**Exercise**
Copy out every line in the data below that contains the word "tall".
========================
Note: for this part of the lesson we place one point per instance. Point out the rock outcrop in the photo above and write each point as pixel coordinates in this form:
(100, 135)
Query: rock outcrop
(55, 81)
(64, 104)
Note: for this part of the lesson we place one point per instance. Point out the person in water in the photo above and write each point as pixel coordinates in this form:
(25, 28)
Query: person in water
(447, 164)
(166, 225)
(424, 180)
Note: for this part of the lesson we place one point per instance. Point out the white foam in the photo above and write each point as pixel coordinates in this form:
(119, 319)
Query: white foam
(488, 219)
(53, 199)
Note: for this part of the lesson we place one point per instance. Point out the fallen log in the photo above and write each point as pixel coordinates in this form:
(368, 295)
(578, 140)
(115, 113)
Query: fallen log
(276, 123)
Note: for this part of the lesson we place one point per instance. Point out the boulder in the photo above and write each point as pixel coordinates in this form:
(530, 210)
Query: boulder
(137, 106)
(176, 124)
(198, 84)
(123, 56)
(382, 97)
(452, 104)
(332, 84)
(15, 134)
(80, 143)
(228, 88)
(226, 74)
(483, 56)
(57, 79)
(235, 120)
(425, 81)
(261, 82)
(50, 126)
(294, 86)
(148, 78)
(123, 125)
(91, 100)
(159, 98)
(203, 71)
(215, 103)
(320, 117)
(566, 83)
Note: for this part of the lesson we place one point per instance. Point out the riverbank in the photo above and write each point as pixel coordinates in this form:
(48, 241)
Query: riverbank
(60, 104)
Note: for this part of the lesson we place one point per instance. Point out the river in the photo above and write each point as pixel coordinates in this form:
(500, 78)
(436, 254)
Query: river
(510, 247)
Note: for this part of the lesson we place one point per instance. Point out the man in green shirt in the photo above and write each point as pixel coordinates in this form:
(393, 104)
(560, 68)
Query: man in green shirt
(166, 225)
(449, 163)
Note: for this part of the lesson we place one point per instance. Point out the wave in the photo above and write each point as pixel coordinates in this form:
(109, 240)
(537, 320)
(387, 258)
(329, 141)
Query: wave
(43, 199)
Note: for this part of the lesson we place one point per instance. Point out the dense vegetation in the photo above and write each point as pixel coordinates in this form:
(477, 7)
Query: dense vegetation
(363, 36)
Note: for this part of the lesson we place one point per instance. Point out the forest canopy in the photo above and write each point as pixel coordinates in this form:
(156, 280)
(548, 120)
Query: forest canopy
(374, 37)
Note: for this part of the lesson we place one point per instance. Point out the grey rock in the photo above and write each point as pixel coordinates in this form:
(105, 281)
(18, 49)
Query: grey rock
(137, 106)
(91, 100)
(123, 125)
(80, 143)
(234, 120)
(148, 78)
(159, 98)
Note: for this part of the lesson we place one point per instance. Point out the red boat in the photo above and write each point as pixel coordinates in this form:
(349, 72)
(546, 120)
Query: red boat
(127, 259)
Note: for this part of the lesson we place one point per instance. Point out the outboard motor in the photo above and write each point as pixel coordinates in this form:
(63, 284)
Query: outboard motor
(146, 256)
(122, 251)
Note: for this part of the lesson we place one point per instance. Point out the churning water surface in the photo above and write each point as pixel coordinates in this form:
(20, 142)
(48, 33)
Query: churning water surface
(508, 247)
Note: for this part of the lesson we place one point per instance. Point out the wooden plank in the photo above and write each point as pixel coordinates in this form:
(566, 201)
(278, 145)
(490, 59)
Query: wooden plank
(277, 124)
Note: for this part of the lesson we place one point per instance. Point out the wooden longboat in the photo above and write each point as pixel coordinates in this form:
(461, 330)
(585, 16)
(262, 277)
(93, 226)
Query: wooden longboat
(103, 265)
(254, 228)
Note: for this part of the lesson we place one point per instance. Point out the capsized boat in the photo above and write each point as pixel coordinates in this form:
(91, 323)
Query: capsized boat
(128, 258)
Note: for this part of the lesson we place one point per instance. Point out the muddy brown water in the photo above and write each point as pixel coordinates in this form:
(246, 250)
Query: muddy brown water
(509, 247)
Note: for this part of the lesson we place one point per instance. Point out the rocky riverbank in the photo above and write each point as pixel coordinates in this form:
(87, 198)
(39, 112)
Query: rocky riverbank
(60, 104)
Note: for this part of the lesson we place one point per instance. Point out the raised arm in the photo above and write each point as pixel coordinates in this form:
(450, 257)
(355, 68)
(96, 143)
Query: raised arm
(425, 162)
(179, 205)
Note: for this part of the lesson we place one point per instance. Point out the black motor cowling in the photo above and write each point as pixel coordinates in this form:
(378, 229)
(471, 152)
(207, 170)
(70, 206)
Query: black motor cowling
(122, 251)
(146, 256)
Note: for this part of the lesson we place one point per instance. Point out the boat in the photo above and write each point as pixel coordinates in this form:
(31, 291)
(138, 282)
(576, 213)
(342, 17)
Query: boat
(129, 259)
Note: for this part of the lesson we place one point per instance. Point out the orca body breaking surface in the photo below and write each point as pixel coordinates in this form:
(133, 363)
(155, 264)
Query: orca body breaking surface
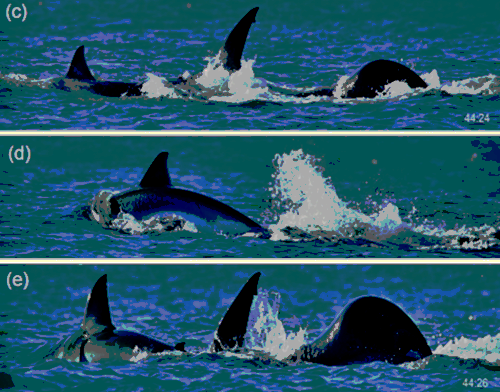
(368, 329)
(98, 339)
(157, 195)
(372, 80)
(80, 77)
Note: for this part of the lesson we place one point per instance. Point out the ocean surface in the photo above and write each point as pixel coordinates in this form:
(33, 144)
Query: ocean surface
(316, 197)
(293, 47)
(455, 307)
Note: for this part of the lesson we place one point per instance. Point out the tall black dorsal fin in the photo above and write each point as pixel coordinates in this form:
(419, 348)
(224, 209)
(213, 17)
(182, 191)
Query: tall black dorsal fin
(233, 326)
(157, 175)
(97, 317)
(233, 48)
(78, 69)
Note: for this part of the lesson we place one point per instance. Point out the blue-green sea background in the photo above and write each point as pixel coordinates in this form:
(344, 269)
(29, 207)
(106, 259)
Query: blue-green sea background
(176, 303)
(422, 197)
(296, 45)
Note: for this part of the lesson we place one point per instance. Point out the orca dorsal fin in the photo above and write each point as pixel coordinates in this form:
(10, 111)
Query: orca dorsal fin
(78, 69)
(233, 326)
(97, 317)
(233, 48)
(157, 175)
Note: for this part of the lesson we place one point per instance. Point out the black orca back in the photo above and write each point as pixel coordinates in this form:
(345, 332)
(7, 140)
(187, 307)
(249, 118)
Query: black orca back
(369, 329)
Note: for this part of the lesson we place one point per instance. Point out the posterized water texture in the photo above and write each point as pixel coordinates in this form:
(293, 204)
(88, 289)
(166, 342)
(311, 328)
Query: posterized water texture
(250, 197)
(454, 307)
(293, 49)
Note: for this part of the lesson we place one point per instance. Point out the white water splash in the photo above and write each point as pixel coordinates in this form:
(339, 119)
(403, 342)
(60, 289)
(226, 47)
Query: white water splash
(266, 332)
(156, 87)
(305, 206)
(100, 211)
(484, 85)
(308, 205)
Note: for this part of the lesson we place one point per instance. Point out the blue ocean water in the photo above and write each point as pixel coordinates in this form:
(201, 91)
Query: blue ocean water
(293, 47)
(455, 307)
(317, 197)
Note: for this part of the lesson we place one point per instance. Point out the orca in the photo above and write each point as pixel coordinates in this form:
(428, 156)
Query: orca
(372, 79)
(98, 339)
(157, 195)
(368, 329)
(80, 77)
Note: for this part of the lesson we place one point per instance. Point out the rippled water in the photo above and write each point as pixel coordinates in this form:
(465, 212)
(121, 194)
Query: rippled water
(293, 47)
(455, 307)
(315, 196)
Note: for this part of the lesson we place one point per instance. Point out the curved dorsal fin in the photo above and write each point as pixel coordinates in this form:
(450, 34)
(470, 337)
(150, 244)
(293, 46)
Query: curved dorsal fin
(97, 317)
(233, 326)
(157, 175)
(78, 69)
(235, 42)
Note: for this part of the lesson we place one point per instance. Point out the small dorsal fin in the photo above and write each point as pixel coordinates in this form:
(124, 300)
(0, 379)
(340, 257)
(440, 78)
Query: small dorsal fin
(78, 69)
(97, 317)
(233, 48)
(233, 326)
(157, 175)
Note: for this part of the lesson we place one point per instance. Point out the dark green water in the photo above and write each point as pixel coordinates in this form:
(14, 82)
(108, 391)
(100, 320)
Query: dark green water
(456, 306)
(295, 45)
(366, 197)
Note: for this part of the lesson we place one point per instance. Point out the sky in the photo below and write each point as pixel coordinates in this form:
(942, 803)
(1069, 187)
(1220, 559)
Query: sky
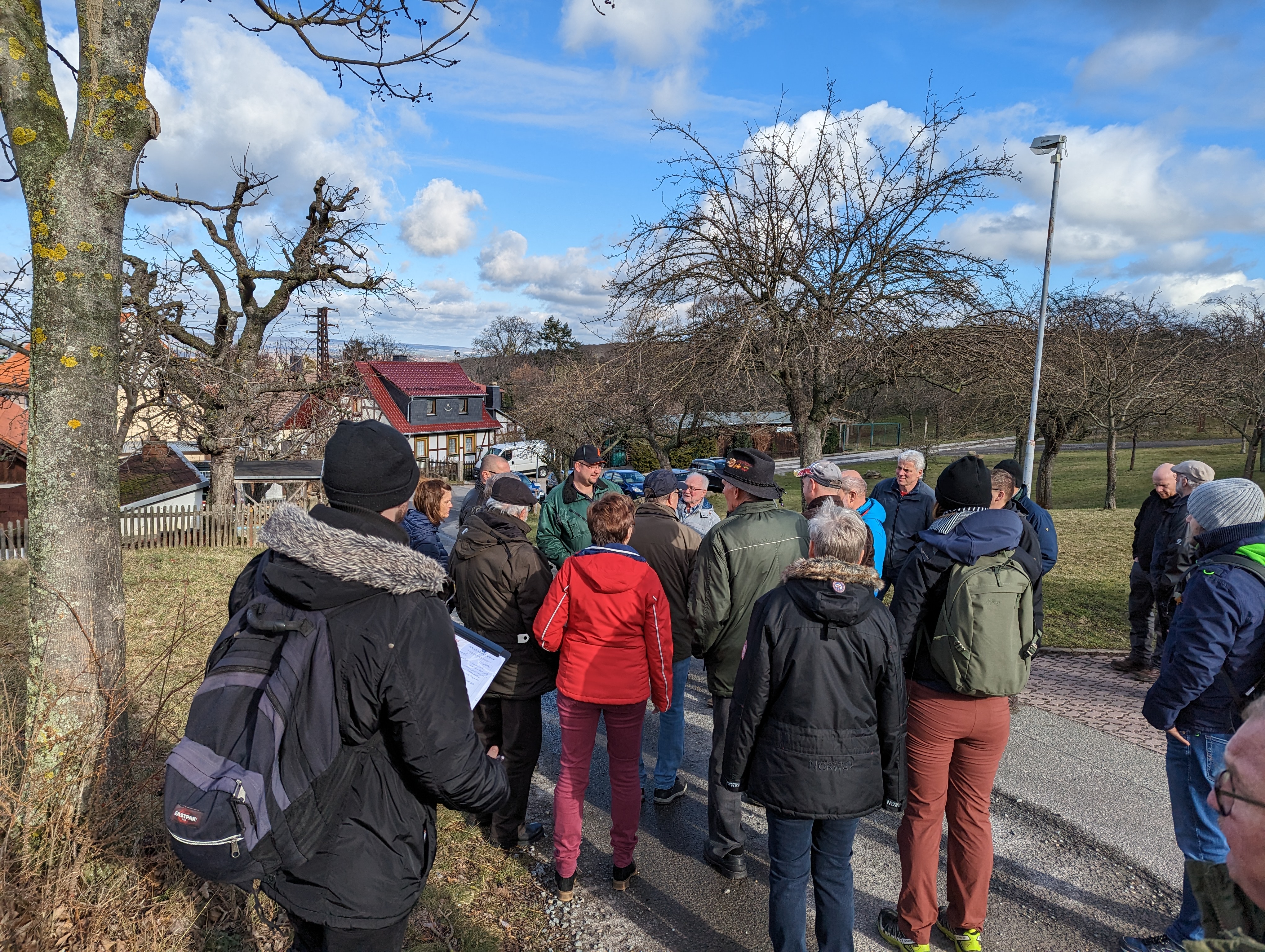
========================
**Response for this exercise**
Note: for this part of the lesson we place one point per instance. Point out the tall black dorsal fin in the photo above and write each point as pixel coordinates in this form:
Query: tall black dorsal fin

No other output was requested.